Task objective
Lines with "stone": how many are there in the listing below? Reply with the number only.

Extracted data

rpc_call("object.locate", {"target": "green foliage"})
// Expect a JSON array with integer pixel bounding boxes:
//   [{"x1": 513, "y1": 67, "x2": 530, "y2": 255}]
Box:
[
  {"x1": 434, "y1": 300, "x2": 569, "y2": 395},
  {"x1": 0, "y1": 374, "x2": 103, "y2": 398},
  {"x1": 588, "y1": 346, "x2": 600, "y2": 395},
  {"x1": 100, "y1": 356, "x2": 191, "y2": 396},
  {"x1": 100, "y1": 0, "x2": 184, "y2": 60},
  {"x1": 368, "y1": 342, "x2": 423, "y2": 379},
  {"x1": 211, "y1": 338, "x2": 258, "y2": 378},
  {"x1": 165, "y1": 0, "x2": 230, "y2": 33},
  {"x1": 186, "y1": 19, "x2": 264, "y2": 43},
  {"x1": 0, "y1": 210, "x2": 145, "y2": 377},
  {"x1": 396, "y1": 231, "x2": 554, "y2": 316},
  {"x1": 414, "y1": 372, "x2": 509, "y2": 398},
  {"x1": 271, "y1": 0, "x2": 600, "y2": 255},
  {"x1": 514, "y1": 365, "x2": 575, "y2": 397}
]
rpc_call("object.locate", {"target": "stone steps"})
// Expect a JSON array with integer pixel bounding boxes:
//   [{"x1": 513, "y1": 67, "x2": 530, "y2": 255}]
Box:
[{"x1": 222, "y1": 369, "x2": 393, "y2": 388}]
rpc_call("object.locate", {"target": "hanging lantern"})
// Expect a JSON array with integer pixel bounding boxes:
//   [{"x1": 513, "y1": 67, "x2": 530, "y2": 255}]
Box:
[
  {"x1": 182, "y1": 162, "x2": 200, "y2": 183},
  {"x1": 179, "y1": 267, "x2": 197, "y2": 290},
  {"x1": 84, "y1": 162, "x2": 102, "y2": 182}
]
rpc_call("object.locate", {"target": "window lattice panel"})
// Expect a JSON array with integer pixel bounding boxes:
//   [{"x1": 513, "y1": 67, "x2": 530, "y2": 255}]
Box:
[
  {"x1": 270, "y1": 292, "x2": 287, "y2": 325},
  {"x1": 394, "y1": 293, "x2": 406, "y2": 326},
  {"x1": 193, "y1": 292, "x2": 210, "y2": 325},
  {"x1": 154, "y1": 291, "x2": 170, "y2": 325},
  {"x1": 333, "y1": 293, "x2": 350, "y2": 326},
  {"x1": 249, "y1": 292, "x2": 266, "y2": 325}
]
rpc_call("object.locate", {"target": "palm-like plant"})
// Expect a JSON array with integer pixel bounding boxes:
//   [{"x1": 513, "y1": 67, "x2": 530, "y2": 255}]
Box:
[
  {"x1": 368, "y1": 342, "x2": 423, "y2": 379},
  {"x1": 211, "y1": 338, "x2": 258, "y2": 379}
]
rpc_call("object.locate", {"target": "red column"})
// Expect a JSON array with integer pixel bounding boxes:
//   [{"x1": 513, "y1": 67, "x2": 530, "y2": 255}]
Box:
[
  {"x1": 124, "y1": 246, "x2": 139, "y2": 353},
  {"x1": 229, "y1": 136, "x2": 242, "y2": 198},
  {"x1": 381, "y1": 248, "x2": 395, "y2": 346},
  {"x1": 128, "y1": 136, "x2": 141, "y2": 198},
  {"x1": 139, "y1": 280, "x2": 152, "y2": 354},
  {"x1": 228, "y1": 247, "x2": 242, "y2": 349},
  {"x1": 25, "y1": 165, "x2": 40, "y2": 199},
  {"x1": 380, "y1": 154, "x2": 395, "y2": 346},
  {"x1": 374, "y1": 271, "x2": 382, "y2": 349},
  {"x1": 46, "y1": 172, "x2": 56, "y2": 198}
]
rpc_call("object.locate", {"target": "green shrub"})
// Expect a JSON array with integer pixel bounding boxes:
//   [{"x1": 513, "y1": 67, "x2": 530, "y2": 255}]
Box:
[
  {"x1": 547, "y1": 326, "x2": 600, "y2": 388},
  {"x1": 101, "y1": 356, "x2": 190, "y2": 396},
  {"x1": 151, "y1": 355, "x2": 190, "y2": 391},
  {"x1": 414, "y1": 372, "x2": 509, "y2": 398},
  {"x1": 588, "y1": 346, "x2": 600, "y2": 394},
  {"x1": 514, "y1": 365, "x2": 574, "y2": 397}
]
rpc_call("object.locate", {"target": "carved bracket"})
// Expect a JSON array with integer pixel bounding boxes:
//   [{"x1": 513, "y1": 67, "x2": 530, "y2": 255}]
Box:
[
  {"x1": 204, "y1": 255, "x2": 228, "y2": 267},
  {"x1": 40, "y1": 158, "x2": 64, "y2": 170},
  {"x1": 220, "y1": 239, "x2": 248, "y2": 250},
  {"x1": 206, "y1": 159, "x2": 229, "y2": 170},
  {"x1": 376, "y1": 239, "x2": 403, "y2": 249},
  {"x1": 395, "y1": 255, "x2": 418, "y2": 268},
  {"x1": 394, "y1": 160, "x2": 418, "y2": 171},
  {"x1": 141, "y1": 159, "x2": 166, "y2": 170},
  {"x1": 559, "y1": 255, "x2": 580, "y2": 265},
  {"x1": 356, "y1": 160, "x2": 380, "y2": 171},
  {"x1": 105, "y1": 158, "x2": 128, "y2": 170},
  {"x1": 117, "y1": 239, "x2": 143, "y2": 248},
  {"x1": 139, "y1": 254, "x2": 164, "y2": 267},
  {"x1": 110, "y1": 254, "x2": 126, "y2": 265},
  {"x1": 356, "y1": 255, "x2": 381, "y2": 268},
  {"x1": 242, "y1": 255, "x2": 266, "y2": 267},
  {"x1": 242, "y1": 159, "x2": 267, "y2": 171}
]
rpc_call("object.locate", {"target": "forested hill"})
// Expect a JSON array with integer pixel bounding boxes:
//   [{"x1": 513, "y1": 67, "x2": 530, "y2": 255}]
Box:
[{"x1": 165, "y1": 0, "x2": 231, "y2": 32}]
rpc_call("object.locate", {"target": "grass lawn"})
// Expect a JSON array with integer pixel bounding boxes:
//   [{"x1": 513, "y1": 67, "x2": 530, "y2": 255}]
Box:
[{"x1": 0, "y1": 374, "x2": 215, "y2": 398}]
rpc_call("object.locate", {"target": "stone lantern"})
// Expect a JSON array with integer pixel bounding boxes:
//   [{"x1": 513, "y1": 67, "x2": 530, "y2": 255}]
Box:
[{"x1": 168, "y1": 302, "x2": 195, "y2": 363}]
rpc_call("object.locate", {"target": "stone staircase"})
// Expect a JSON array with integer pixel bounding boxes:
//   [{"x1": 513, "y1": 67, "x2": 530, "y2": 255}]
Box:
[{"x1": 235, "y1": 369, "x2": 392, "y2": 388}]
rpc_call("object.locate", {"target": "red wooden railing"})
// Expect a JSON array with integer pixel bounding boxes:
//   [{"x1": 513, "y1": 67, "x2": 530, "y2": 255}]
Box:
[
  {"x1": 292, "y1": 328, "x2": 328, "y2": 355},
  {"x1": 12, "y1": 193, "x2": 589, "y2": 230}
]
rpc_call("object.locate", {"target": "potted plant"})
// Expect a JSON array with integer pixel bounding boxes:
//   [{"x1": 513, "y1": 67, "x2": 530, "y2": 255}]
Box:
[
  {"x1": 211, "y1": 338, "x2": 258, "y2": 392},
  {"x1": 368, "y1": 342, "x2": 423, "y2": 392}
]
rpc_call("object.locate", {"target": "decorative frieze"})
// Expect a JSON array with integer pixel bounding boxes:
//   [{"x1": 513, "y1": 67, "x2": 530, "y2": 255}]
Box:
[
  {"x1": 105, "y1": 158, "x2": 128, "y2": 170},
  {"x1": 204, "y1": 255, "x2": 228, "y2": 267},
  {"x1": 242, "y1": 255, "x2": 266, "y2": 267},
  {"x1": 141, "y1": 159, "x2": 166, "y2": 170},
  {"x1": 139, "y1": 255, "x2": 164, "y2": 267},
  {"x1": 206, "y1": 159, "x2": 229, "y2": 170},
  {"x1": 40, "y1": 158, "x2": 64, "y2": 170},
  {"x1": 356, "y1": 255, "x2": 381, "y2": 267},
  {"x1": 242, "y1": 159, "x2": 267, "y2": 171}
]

Result for this task
3